(SUPPLIED RECORDS Opens)
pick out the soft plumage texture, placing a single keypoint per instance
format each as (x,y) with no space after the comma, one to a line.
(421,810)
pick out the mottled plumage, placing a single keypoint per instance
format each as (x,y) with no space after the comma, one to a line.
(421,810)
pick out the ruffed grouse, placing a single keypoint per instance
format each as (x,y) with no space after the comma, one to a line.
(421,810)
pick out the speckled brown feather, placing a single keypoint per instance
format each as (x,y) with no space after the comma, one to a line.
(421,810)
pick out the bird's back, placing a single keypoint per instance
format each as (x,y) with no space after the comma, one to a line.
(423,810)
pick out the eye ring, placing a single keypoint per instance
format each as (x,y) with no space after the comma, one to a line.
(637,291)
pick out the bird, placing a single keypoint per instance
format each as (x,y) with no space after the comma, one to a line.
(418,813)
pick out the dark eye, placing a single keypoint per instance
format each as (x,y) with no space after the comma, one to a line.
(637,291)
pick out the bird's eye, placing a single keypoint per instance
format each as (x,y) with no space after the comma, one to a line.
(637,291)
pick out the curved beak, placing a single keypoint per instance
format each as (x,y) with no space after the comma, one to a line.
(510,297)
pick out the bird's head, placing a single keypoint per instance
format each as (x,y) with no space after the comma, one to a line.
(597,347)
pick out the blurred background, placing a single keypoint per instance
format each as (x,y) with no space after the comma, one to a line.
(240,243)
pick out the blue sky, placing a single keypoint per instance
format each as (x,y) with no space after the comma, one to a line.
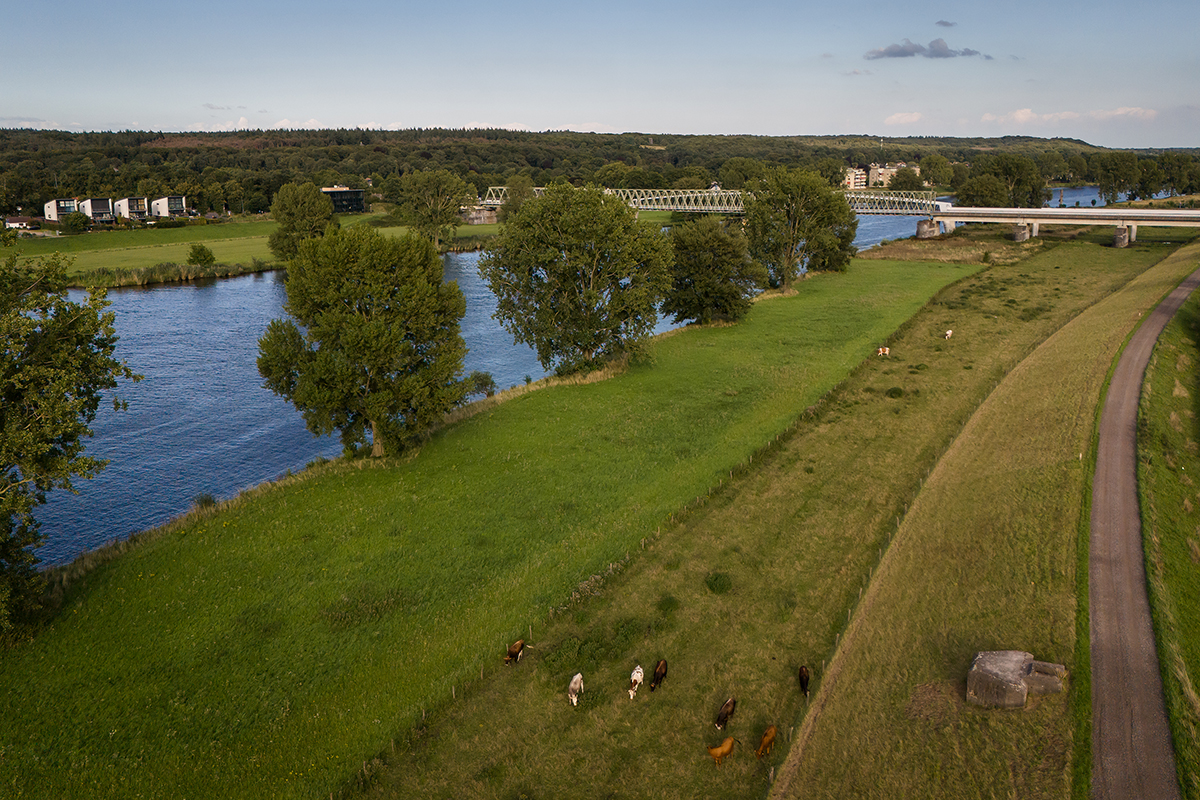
(1114,74)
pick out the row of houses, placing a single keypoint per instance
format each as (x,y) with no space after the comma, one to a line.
(102,209)
(877,175)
(SUPPLIED RECORDS Closes)
Keep the pictures out, and write out the rest of the data above word for word.

> **SOLUTION TO THE PROBLEM**:
pick out the soft plumage texture, placing a single keypoint per instance
format each as (x,y) with no space after the comma, one to a line.
(421,810)
pick out the mottled plumage, placing a single keypoint per instance
format each as (x,y) with no space after the comma, one to a line.
(421,810)
pick out the ruffed grouse, placing a single keypoint per instance
format each as (x,y) with no space after the comma, one to a line.
(421,810)
pick out the speckled brown feather, placing a single keypoint per instance
format each as (x,y) with no space after the comma, one to a line.
(421,810)
pick out the bird's back, placing a single keypoint per instance
format each as (x,y) with no space after the comma, one to a line.
(423,810)
pick out the eye ring, placing a single keypoint per instance
format each as (x,y) with no space after the comma, one to a line.
(637,291)
pick out the bird, placing a single keypoint per instance
format each as (x,y) with no space after the comma, one to a line.
(418,813)
pick out the dark eye, placing a single keypoint per instance
format each as (x,y) with no space after the comma, one to a line.
(637,291)
pick out the bird's eye, placing a single keypoint per instance
format each as (x,y) with no space after the comma, one to a line.
(637,291)
pick out the curved beak, placing a single keypoint per instance
format each as (x,y) with no space after the comma, one to a line.
(510,297)
pick out the bird's head, placing a single keypoint per instance
format each as (x,y) with no space after the comma, one to a line.
(597,347)
pick out the blurred background, placing a single keypoint per instance
format each as (x,y) with no space after the comma, one to a line.
(240,243)
pick out the blue sky, placing a single keypoint per instance
format each as (x,y) with no space after the comma, one to a line.
(1114,74)
pick out the row of houses, placing a single keypoint per instance
format each as (x,y) with no space after the comma, one to a line.
(102,209)
(877,175)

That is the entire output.